DESCRIPTION OF THE TASK: State how many lines of the records below contain the string "closet", with letter case taken into account. Reply with the number alone.

[Dataset excerpt]
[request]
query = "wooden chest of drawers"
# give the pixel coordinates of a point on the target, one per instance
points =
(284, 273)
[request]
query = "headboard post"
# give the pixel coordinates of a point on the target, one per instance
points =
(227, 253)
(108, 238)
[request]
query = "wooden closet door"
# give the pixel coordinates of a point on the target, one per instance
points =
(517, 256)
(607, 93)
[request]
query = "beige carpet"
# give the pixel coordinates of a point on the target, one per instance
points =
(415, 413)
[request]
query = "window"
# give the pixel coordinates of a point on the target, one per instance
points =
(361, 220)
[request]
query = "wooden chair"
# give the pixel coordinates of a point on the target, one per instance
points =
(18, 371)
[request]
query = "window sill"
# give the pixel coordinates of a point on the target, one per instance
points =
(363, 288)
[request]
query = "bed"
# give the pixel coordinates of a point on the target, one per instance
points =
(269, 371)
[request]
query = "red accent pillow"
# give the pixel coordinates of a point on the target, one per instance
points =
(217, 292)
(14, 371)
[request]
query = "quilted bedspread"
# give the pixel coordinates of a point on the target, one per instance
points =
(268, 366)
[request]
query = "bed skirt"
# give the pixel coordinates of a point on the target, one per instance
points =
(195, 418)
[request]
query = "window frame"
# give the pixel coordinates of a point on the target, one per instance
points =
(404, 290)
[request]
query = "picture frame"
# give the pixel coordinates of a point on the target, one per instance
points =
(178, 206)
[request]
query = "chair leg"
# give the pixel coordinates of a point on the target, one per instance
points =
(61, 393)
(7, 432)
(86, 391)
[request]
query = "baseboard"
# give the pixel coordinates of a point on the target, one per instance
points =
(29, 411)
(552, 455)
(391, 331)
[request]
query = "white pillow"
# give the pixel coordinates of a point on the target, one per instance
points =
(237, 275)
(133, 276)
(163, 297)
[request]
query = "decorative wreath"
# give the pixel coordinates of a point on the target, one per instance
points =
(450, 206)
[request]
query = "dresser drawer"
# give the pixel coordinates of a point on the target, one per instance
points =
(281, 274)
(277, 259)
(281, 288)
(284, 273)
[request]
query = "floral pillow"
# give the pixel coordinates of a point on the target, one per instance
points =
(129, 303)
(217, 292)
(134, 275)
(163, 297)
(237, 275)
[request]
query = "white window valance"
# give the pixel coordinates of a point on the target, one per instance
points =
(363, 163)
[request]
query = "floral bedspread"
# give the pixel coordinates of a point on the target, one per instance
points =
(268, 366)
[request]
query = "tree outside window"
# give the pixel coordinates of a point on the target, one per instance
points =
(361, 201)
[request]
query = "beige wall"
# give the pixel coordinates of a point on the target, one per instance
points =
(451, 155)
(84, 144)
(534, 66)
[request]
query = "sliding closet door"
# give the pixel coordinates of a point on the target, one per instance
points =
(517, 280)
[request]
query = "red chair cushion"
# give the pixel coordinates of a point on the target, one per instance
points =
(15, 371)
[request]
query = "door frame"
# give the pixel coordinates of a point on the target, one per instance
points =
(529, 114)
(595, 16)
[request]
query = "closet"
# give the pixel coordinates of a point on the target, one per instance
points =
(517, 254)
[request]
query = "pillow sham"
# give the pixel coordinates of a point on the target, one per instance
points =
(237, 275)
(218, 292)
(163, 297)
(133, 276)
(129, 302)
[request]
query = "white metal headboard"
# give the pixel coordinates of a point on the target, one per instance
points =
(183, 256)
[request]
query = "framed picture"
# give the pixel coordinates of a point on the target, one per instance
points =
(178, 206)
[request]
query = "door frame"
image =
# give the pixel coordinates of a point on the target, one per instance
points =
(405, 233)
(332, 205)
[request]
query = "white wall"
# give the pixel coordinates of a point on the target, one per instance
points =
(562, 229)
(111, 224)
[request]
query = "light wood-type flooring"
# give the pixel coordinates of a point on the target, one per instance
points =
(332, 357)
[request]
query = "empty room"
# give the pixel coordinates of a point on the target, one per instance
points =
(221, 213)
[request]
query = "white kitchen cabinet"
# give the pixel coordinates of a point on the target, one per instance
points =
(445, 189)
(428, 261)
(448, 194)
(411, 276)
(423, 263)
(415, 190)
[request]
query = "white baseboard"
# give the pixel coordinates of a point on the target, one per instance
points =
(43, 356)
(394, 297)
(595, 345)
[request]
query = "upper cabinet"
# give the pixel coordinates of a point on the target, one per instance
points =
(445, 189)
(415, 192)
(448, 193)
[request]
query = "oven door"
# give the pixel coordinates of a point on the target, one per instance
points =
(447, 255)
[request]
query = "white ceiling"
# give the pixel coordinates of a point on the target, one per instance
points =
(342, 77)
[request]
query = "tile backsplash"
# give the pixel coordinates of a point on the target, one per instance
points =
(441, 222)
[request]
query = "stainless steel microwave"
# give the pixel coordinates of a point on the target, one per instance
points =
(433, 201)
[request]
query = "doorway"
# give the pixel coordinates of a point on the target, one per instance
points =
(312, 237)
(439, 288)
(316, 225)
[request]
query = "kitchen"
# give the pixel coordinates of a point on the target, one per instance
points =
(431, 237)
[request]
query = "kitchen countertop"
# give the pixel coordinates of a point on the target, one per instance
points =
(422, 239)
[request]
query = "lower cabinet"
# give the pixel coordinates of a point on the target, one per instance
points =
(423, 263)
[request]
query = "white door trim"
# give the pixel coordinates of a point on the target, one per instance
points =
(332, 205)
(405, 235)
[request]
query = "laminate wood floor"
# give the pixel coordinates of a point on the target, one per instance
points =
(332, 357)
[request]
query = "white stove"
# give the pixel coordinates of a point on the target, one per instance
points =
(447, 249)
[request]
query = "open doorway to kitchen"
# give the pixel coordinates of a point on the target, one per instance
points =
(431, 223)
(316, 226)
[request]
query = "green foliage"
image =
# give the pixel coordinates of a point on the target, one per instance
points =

==

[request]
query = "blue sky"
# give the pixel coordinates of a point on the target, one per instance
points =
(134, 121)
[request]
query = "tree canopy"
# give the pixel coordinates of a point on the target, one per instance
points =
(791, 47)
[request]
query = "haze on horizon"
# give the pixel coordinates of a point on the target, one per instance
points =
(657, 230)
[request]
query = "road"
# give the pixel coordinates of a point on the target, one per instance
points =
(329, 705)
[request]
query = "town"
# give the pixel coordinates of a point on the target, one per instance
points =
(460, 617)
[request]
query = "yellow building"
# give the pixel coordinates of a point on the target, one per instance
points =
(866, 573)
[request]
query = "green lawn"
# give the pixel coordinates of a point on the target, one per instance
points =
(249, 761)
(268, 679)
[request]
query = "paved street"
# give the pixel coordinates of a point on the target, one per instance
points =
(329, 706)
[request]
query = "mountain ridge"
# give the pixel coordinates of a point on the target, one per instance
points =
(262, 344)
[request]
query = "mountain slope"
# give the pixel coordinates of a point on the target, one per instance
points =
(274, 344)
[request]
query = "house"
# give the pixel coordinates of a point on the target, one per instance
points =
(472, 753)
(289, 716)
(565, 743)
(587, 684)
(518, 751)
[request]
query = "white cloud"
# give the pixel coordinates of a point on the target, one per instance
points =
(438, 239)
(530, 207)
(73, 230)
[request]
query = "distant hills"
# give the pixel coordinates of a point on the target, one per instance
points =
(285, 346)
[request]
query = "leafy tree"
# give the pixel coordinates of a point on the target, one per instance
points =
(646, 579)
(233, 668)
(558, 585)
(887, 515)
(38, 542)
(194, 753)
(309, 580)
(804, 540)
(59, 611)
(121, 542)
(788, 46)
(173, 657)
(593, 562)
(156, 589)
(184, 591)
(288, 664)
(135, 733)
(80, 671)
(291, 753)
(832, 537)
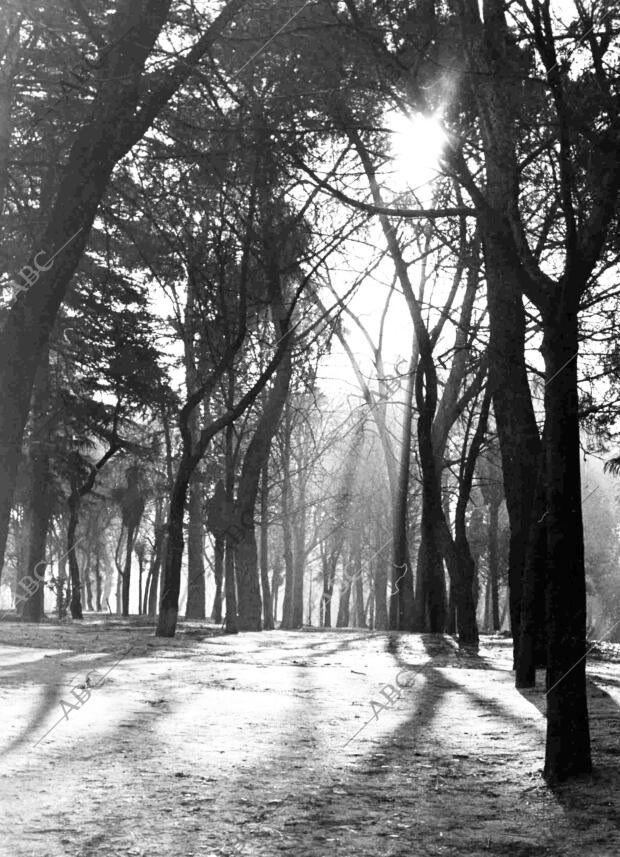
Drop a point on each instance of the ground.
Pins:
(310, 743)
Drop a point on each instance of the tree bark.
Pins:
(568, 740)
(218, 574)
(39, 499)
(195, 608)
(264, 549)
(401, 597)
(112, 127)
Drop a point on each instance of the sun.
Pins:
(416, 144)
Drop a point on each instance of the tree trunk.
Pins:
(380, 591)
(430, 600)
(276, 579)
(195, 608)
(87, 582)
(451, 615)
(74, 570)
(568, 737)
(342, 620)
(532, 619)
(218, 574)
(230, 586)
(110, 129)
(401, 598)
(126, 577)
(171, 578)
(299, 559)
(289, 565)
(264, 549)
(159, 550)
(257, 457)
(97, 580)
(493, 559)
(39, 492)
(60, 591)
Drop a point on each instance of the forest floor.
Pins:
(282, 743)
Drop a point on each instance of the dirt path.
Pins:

PROBLEM SOLUTION: 3